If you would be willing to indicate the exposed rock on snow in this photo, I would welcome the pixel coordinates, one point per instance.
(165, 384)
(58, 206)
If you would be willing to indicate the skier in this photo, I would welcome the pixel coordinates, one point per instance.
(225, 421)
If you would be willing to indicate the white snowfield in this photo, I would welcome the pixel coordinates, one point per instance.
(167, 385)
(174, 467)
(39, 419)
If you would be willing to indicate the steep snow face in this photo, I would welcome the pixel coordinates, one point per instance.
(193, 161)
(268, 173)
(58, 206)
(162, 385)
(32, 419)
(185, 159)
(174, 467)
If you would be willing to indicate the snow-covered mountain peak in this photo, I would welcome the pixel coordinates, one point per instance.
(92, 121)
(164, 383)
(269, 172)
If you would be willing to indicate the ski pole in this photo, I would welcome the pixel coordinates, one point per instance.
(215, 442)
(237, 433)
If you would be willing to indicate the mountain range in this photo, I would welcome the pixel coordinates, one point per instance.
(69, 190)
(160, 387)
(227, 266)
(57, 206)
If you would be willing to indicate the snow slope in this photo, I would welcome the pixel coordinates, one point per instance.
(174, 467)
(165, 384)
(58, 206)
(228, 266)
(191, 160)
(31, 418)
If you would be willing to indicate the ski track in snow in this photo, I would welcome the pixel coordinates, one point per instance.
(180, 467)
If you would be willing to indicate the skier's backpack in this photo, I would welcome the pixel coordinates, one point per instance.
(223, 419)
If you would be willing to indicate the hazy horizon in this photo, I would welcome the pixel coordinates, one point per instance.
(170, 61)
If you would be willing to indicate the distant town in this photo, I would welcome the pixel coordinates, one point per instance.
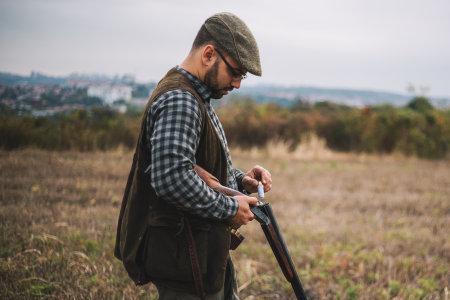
(42, 95)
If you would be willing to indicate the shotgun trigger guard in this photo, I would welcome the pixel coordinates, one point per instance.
(260, 214)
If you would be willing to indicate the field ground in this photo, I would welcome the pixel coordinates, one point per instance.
(358, 227)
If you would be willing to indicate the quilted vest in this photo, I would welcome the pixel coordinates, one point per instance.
(150, 238)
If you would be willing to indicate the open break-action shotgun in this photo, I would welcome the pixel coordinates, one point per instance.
(264, 215)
· · ·
▶ **WHAT TO PRODUCE**: Nothing but the records, repeated exactly and stripped of pictures, should appear in the answer.

▶ **EXERCISE RESULT**:
If you would be willing to indicate the exposed rock on snow in this photo, I would welcome the pixel coordinates, one point per instance.
(165, 384)
(58, 206)
If you would be willing to indicate the skier in this photo, I would welcome the pixel coordinates, one point per instance.
(225, 421)
If you would be willing to indicate the white snowfield in this photo, I would welcome the pixel coordinates, one point per instance.
(167, 385)
(174, 467)
(39, 419)
If you would be willing to indicate the steep snow face in this photo, I would welcome the pixel coordinates, one point per instance.
(193, 161)
(268, 173)
(58, 206)
(162, 385)
(32, 419)
(185, 159)
(174, 467)
If you would be willing to indicate the snow-covered mountain peak in this photo, I would welcome the pixel coordinates, one point per instance.
(92, 121)
(164, 383)
(269, 172)
If you would be willing to indicate the ski pole in this photo, I would welcome the pixel coordinates, one point per instance.
(215, 442)
(237, 433)
If you would be willing to indicate the mountain range in this photo, I would welcome the pixel coordinates, one point per instance.
(69, 190)
(160, 387)
(227, 266)
(57, 206)
If you would be willing to indicate the snow slope in this photo, I would welcome the pixel coordinates, one point per instance.
(174, 467)
(165, 384)
(58, 206)
(228, 266)
(191, 160)
(31, 418)
If you would be willing to indicate the ski track in snow in this photo, I would welcome the pixel coordinates, one point per instance.
(180, 467)
If you would be willing to indicate the skier's backpack in this photo, I would welcome the pixel coordinates, one point per instance.
(223, 419)
If you would be willing to indicate the hazy horizon in this photo, I would welcome the pixel coordinates, one point per instance.
(170, 61)
If you would be willing to indicate the distant town in this photo, I would welcome the pixel coordinates, one point per instance.
(42, 95)
If you would be willing to indicate the shotgun trigger guard in this photo, I would welcome the pixel coordinates, one point per instance.
(260, 214)
If you would be willing to indicate the field ground in this photo, I would welcome the pixel coordinates, one point per instance.
(358, 227)
If you would be willing to indicate the quilted vest in this photo, I would welcome the pixel coordinates, one point per instance.
(150, 238)
If you would be willing to indicate the open break-action shotgun in this photo, I would welcome the pixel coordinates, one point per instance.
(264, 215)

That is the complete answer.